[Start of PAGE EXTRACT]

Oh, then I have to buy a charger. I'm absent minded and paranoid about forgetting a charging 10440 and burning the garage down. Maybe I'll put it on a timer so it cannot charge longer than a duration I find works.

I have an LD01 already...love it. No idea how it would be possible to figure out if a flat top would work. I need to consult someone who has tried it. Somebody may stumble accross this thread who has.

The cost isn't a huge consideration because I don't use my LD01 often...but when I do I would love those extra lumens!


----------



## Kestrel (Jun 24, 2009)

For folks who want the LiIon-level of output from their LD01 but are hesistant to delve into those unprotected LiIons, there is another alternative, using the LD01 head on the Streamlight Stylus Pro 2xAAA body. You'll get nearly the output of 1x10440, but in a worry-free NiMH or alkaline system. More usable runtime as well, as you won't have to worry about avoiding deep discharges. The disadvantage being the additional length of the second AAA cell. I am currently putting this option together myself. 

So as not to take this thread off-topic, feel free to PM me and I would be happy to forward a few CPF thread links your way.


----------



## recDNA (Jun 24, 2009)

Kestrel said:


> For folks who want the LiIon-level of output from their LD01 but are hesistant to delve into those unprotected LiIons, there is another alternative, using the LD01 head on the Streamlight Stylus Pro 2xAAA body. You'll get nearly the output of 1x10440, but in a worry-free NiMH or alkaline system. More usable runtime as well, as you won't have to worry about avoiding deep discharges. The disadvantage being the additional length of the second AAA cell. I am currently putting this option together myself.

[End of PAGE EXTRACT]

EXERCISES TO COMPLETE:
• 1. Answer these questions about the flashlight forum thread, giving each answer on its own line marked like its question.
(a) How does the first poster think of limiting how long the charger can run?
(b) On which body does Kestrel suggest mounting the LD01 head?
(c) What disadvantage of that setup does Kestrel name?
• 2. Recast the paragraph of the flashlight forum thread beginning "For folks who want the LiIon-level of output" as a short bulleted list that keeps its main facts.
• 3. Write the next part of the flashlight forum thread, picking up after its last sentence.

[Start of RECORD SET]

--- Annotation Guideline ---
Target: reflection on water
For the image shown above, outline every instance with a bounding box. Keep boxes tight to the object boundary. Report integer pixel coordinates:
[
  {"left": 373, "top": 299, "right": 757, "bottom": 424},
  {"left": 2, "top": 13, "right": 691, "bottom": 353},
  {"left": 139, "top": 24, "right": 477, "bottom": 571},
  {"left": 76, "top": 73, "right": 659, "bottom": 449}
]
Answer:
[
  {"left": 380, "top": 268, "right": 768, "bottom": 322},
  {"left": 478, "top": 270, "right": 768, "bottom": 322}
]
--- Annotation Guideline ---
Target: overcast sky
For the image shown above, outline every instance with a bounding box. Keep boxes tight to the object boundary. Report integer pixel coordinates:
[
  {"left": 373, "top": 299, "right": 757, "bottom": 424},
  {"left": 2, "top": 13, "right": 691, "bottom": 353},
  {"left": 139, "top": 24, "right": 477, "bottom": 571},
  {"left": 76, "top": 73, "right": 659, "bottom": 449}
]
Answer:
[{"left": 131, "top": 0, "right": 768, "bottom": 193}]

[End of RECORD SET]
[Start of RECORD SET]

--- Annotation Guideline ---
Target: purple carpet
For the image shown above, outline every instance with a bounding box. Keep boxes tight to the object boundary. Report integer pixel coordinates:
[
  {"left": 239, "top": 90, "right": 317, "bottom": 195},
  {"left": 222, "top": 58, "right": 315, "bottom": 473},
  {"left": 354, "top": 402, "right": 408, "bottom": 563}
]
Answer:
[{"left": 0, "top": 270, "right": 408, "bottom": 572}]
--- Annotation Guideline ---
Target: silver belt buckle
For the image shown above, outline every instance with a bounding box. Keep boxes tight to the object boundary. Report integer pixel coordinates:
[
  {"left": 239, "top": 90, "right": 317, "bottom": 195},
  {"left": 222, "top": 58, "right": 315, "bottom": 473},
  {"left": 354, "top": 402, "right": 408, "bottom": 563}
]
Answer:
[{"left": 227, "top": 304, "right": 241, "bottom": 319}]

[End of RECORD SET]

EXERCISE RESPONSES:
• 1.
(a) By putting it on a timer so it cannot charge longer than a duration the poster finds works.
(b) The Streamlight Stylus Pro 2xAAA body.
(c) The additional length of the second AAA cell.

• 2.
- Alternative for LiIon-level output from the LD01 without unprotected LiIons: put the LD01 head on the Streamlight Stylus Pro 2xAAA body.
- Gives nearly the output of 1x10440 in a worry-free NiMH or alkaline system.
- Offers more usable runtime, since deep discharges need not be avoided.
- Disadvantage: the extra length of the second AAA cell.
- Kestrel is currently putting this option together.

• 3.
> 
> So as not to take this thread off-topic, feel free to PM me and I would be happy to forward a few CPF thread links your way.


 
Thanks but I use it on a keychain. Size DOES matter. LOL


----------



## GTSECC (Jul 25, 2009)

A timer on the charger is a great idea!


----------



## Sugarboy (Jul 26, 2009)

as a newbie, 

- short runtime
- it may explode

are what keep me away from touching those lithium rechargeables~~

those chargers look cheap too:laughing::laughing:


----------



## torpeau (Jul 26, 2009)

Sugarboy said:


> as a newbie,
> 
> - short runtime
> - it may explode
> ...



I got several 10440s from AW and my UltraFire WF-138 has no problem charging them. As I don't charge them unattended, I figure I'm safe with these Li-Ions.


----------



## post tenebras (Sep 24, 2009)

I just found this thing

http://www.vaprlife.com/10prba.html

It sure doesn't LOOK protected. :thinking:


----------



## 45/70 (Sep 24, 2009)

post tenebras said:


> I just found this thing
> 
> http://www.vaprlife.com/10prba.html
> 
> It sure doesn't LOOK protected. :thinking:




Huh, yeah, it looks like they've heat shrunk a PCB on the (-) end to me. You can see the strip running up the side, as well. It looks reeeally looong though. It might fit in their e cig, but I'd imagine you'd have a hard time fitting it into an AAA light.

Dave


----------



## edvpt (May 11, 2012)

Can anyone recommend a reputable button top 10440? The flat tops will not work in one of my lights.


----------



## HotWire (May 14, 2012)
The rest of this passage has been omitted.